◆ Texte à lire:
C’est aussi l’endroit où l’identité rencontre l’altérité, où la possibilité de devenir quelqu’un d’autre peut aussi bien apparaître sous la forme de ne devenir personne. C’est l’espace d’un changement de soi. Dans la poésie et la dramaturgie de Norén, l’auto transformation et l’acte d’écriture sont toujours les deux côtés de la même gestuelle- un acte originel de violence et d’écriture, les mots et le silence, le moi et l’altérité.
Après une décennie consacrée à la mère préœdipienne et une autre autour de la symbolique du père, Norén entre de plain-pied dans le scénario œdipien à travers le drame et la tragédie, avec comme modèle la tragédie grecque, un passage par la symbolique du meurtre parental. LA FORCE DE TUER (1978) dramatise le sacrifice — imaginaire ou réel — du père en référence à I’ŒDIPE de Sophocle. C’est une des pièces les plus étonnantes, les plus dialectiques jamais écrites par Norén, avec l’exactitude d’une horloge mortelle. Dans la pièce ORESTE (1979), la dimension archaïque est très présente en référence à la partie centrale de L’ORESTIE d’Eschyle, où le meurtre de la mère est bien entendu le point central.
Ces deux sacrifices symboliques commis, Norén est alors capable d’aborder le drame familial, sa principale préoccupation au cours des années 80 comme dans LE SOURIRE DE L’ENFER ( 1981) et UNE TERRIBLE JOIE (1981). Plus important encore, LA NUIT EST MÈRE DU JOUR et LE CHAOS EST LE VOISIN DE DIEU de 1982. Dans ces deux pièces, Norén fait retour sur son passé et retrouve sa propre famille. Il explore les années entre 1956 et 1961, la période avant sa décision de devenir poète. La première de ces deux pièces est sans aucun doute la pièce dramatique la plus importante de la littérature suédoise. Celle-ci est basée sur la juxtaposition de la littérature de haut vol (Shakespeare, Strindberg ainsi que O’Neill et son LONG VOYAGE DU JOUR À TRAVERS LA NUIT) et de la culture populaire des années 50. C’est une pièce sur la séparation. La famille a deux fils et possède un hôtel en piteux état. Le père, alcoolique, est un rêveur pathétique. La mère, malade d’un cancer fatal, est une impitoyable réaliste. L’aîné des deux frères est manipulateur. David, le plus jeune, va-t-il avoir la force d’échapper à ce sombre et triste endroit ? Si c’est le cas, il va devoir se séparer de la mère et du père, et se sentir comme l’était Caryl Chessman, condamné à mort, dans la chambre à gaz. Chaque partie de la pièce est méticuleusement réfléchie à travers les métaphores de l’illusion et de la réalité, de la valeur et de la dépréciation.

◆ Données brutes:
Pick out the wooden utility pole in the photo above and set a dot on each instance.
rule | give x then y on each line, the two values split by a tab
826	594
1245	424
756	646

◆ Action requise A: Transcrivez fidèlement le passage du texte sur Norén qui s'ouvre sur les mots contenant « C’est aussi l’endroit » et se referme sur « moi et l’altérité. ».
◆ Action requise B: Pour chacune des affirmations suivantes, indiquez par oui ou par non si elle concorde avec le texte sur Norén, en citant les mots du texte qui permettent de trancher : (i) LA FORCE DE TUER date de 1978 ; (ii) la pièce ORESTE fait référence à l'ŒDIPE de Sophocle ; (iii) dans LA NUIT EST MÈRE DU JOUR, c'est la mère qui est alcoolique.

◆ Résultat attendu A:
C’est aussi l’endroit où l’identité rencontre l’altérité, où la possibilité de devenir quelqu’un d’autre peut aussi bien apparaître sous la forme de ne devenir personne. C’est l’espace d’un changement de soi. Dans la poésie et la dramaturgie de Norén, l’auto transformation et l’acte d’écriture sont toujours les deux côtés de la même gestuelle- un acte originel de violence et d’écriture, les mots et le silence, le moi et l’altérité.

◆ Résultat attendu B:
(i) Oui : « LA FORCE DE TUER (1978) ».
(ii) Non : « en référence à la partie centrale de L’ORESTIE d’Eschyle ».
(iii) Non : « Le père, alcoolique, est un rêveur pathétique. La mère, malade d’un cancer fatal, est une impitoyable réaliste. »